## Task material
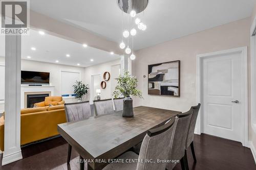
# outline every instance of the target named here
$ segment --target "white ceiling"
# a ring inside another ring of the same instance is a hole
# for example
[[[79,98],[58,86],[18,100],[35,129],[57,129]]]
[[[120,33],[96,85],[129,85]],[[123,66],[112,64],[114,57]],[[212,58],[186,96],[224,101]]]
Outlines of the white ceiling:
[[[119,43],[122,14],[117,1],[33,0],[30,7]],[[254,0],[149,0],[144,16],[143,13],[138,15],[147,28],[136,35],[134,48],[143,48],[249,17],[254,4]]]
[[[0,44],[5,44],[5,36],[0,36]],[[35,51],[31,48],[36,48]],[[70,57],[67,57],[67,54]],[[0,56],[5,56],[5,45],[0,45]],[[31,57],[31,59],[27,58]],[[30,35],[22,37],[22,59],[72,66],[88,67],[116,60],[120,56],[109,52],[67,40],[51,35],[40,35],[30,30]],[[93,59],[93,61],[91,61]],[[59,61],[58,63],[56,60]]]

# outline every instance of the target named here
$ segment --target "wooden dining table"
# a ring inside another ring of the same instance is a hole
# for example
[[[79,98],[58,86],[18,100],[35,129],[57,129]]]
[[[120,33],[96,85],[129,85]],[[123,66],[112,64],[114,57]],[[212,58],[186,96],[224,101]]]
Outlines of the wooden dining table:
[[[122,117],[122,113],[59,124],[58,131],[86,160],[88,170],[99,170],[141,142],[148,130],[181,112],[139,106],[134,108],[133,117]]]

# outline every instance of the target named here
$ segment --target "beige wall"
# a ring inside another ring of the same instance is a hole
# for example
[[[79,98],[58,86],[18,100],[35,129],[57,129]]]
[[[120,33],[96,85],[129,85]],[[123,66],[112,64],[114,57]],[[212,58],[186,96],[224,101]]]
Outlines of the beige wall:
[[[255,16],[256,16],[256,4],[254,5],[253,11],[252,12],[252,14],[251,14],[250,27],[251,25],[252,24],[252,22],[253,21],[253,20],[254,20]],[[254,76],[255,76],[255,75],[254,75]],[[252,144],[253,144],[254,148],[256,148],[256,132],[255,132],[253,130],[253,129],[251,128],[250,122],[249,122],[249,138],[252,141]]]
[[[248,46],[250,63],[250,25],[249,17],[137,51],[137,57],[133,61],[133,68],[139,79],[138,87],[142,91],[144,100],[135,99],[134,104],[182,111],[188,110],[191,106],[197,104],[196,56]],[[148,95],[147,65],[177,60],[181,60],[180,98]],[[249,71],[248,73],[249,78]],[[146,78],[143,78],[143,75],[146,75]],[[250,98],[249,96],[249,118]],[[249,126],[249,139],[254,139],[255,135],[252,136]]]
[[[0,57],[0,62],[5,62],[5,58]],[[22,60],[22,70],[50,72],[50,85],[54,86],[54,95],[60,95],[60,70],[71,70],[80,72],[81,80],[84,80],[84,68],[66,65],[56,64],[27,60]],[[76,100],[68,99],[66,102],[76,102]],[[2,106],[3,105],[3,106]],[[0,104],[0,111],[3,110],[4,104]]]
[[[84,69],[85,79],[84,82],[88,84],[89,86],[91,84],[91,76],[100,75],[100,81],[103,80],[103,74],[105,71],[108,71],[110,73],[111,76],[111,68],[112,65],[115,65],[120,64],[120,60],[114,60],[105,63],[98,64],[90,67],[86,67]],[[104,89],[100,89],[101,99],[110,99],[112,98],[111,88],[111,80],[106,82],[106,87]],[[87,100],[90,99],[90,94],[87,96]]]

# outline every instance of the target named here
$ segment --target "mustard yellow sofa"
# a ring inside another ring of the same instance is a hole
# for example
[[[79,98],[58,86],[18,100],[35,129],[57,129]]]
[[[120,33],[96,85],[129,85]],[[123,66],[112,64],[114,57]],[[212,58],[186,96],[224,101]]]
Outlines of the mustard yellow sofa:
[[[5,113],[5,114],[8,114]],[[67,122],[64,105],[20,111],[20,144],[58,135],[57,125]],[[0,117],[0,150],[4,151],[4,116]]]
[[[65,103],[62,100],[62,97],[61,96],[51,96],[46,97],[44,102],[36,103],[34,104],[34,106],[38,107],[49,106],[49,104],[53,106],[63,105]]]

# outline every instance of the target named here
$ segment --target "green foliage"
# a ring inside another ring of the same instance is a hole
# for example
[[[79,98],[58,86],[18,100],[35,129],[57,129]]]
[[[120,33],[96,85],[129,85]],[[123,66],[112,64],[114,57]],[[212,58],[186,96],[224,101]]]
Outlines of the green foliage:
[[[74,87],[74,93],[76,94],[75,98],[82,100],[83,95],[88,93],[88,85],[86,85],[82,83],[82,81],[76,81],[75,84],[73,85]]]
[[[123,76],[120,75],[115,79],[117,80],[117,85],[113,93],[115,98],[119,97],[120,94],[123,95],[124,97],[132,95],[143,98],[141,91],[137,89],[138,79],[129,74],[129,71],[125,71]]]

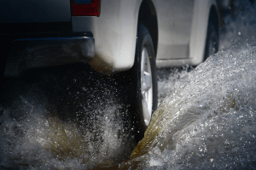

## Exercise brief
Rewrite the lines of the records above as a numbered list, skipping the blank lines and leaving out the picture lines.

## Answer for this exercise
1. # outline every instance of the target named here
2. $ segment --target "white ceiling"
3. # a ring inside another ring of the same instance is a hole
4. # for example
5. [[[79,98],[58,86],[18,100],[35,129],[57,129]]]
6. [[[120,33],[96,85],[129,85]],[[123,66],[112,64],[114,57]],[[212,58],[186,96],[224,101]]]
7. Outlines of the white ceiling:
8. [[[119,43],[122,14],[117,1],[33,0],[30,7]],[[254,0],[149,0],[144,16],[143,13],[138,15],[147,28],[136,35],[134,48],[143,48],[249,17],[254,4]]]
9. [[[0,44],[5,44],[5,36],[0,36]],[[35,51],[31,48],[36,48]],[[70,57],[67,57],[67,54]],[[0,56],[5,56],[5,45],[0,45]],[[31,57],[31,59],[27,58]],[[30,35],[22,37],[22,59],[72,66],[88,67],[116,60],[120,56],[109,52],[67,40],[51,35],[40,35],[30,30]],[[93,59],[93,61],[91,61]],[[59,61],[58,63],[56,60]]]
10. # outline every instance of the target named here
11. $ segment --target "wooden dining table"
12. # a ring inside another ring of the same instance is a hole
13. # for example
14. [[[79,98],[58,86],[18,100],[35,129],[57,129]]]
15. [[[120,33],[96,85],[129,85]],[[123,66],[112,64],[114,57]],[[212,58],[186,96],[224,101]]]
16. Outlines of the wooden dining table:
17. [[[122,117],[122,113],[59,124],[58,131],[86,160],[88,170],[99,170],[141,142],[148,130],[181,112],[139,106],[134,108],[133,117]]]
18. # outline every instance of the target named here
19. $ segment --target "beige wall"
20. # a ring inside another ring of the same instance is a hole
21. # for example
22. [[[79,98],[58,86],[18,100],[35,129],[57,129]]]
23. [[[120,33],[96,85],[129,85]],[[123,66],[112,64],[114,57]],[[212,58],[186,96],[224,101]]]
24. Outlines of the beige wall:
25. [[[255,16],[256,16],[256,4],[254,5],[253,11],[252,12],[252,14],[251,14],[250,27],[251,25],[252,24],[252,22],[253,21],[253,20],[254,20]],[[254,76],[255,76],[255,75],[254,75]],[[252,144],[253,144],[254,148],[256,148],[256,132],[255,132],[253,130],[253,129],[251,128],[250,122],[249,122],[249,138],[252,141]]]
26. [[[248,46],[250,63],[250,25],[249,17],[137,51],[137,57],[133,61],[133,68],[139,79],[138,87],[142,91],[144,100],[135,99],[134,104],[182,111],[188,110],[191,106],[197,104],[196,56]],[[148,95],[147,65],[177,60],[181,60],[180,98]],[[249,71],[248,73],[249,78]],[[146,78],[143,78],[143,75],[146,75]],[[250,98],[249,96],[249,118]],[[249,126],[249,139],[254,139],[255,135],[252,136]]]
27. [[[0,57],[0,62],[5,62],[5,58]],[[22,60],[22,70],[50,72],[50,85],[54,86],[54,95],[60,95],[60,70],[71,70],[80,72],[81,80],[84,80],[84,68],[66,65],[56,64],[27,60]],[[76,100],[68,99],[66,102],[76,102]],[[2,106],[3,105],[3,106]],[[0,104],[0,111],[3,110],[4,104]]]
28. [[[84,69],[85,79],[84,82],[88,84],[89,86],[91,84],[91,76],[100,75],[100,81],[103,80],[103,74],[105,71],[108,71],[110,73],[111,76],[111,68],[112,65],[115,65],[120,64],[120,60],[114,60],[105,63],[98,64],[90,67],[86,67]],[[104,89],[100,89],[101,99],[110,99],[112,98],[111,88],[111,80],[106,82],[106,87]],[[87,100],[90,99],[90,94],[87,96]]]
29. # outline every instance of the target named here
30. $ segment --target "mustard yellow sofa"
31. # a ring inside another ring of the same instance is a hole
32. # for example
33. [[[79,98],[58,86],[18,100],[35,129],[57,129]]]
34. [[[120,33],[96,85],[129,85]],[[123,66],[112,64],[114,57]],[[212,58],[186,96],[224,101]]]
35. Outlines of the mustard yellow sofa:
36. [[[5,113],[5,114],[8,114]],[[67,122],[64,105],[20,111],[20,144],[58,135],[57,125]],[[0,117],[0,150],[4,151],[4,116]]]
37. [[[65,103],[62,100],[62,97],[61,96],[51,96],[46,97],[44,102],[36,103],[34,104],[34,106],[38,107],[49,106],[49,104],[53,106],[63,105]]]
38. # outline every instance of the target named here
39. $ segment --target "green foliage"
40. # a ring inside another ring of the same instance is a hole
41. # for example
42. [[[79,98],[58,86],[18,100],[35,129],[57,129]]]
43. [[[120,33],[96,85],[129,85]],[[123,66],[112,64],[114,57]],[[212,58],[186,96],[224,101]]]
44. Outlines of the green foliage:
45. [[[74,87],[74,93],[76,94],[75,98],[82,100],[83,95],[88,93],[88,85],[86,85],[82,83],[82,81],[76,81],[75,84],[73,85]]]
46. [[[123,76],[120,75],[115,79],[117,80],[117,85],[113,93],[115,98],[119,97],[120,94],[123,95],[124,97],[132,95],[143,98],[141,91],[137,89],[138,79],[129,74],[129,71],[125,71]]]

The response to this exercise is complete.